(DATASET Opens)
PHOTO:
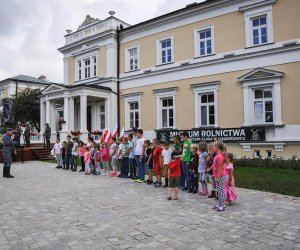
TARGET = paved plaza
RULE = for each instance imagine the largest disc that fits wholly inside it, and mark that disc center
(46, 208)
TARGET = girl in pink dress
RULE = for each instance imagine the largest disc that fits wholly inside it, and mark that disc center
(229, 183)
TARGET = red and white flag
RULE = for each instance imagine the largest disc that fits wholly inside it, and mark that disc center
(104, 134)
(108, 137)
(115, 133)
(122, 133)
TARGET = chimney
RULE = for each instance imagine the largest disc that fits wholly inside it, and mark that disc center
(DATASET Closes)
## ACTIVITY
Check each line above for the string "TARGET" and return those that contain it.

## ANSWER TO THE EXERCISE
TARGET = paved plaza
TARGET = girl in pink dress
TARGET = red and white flag
TARGET = chimney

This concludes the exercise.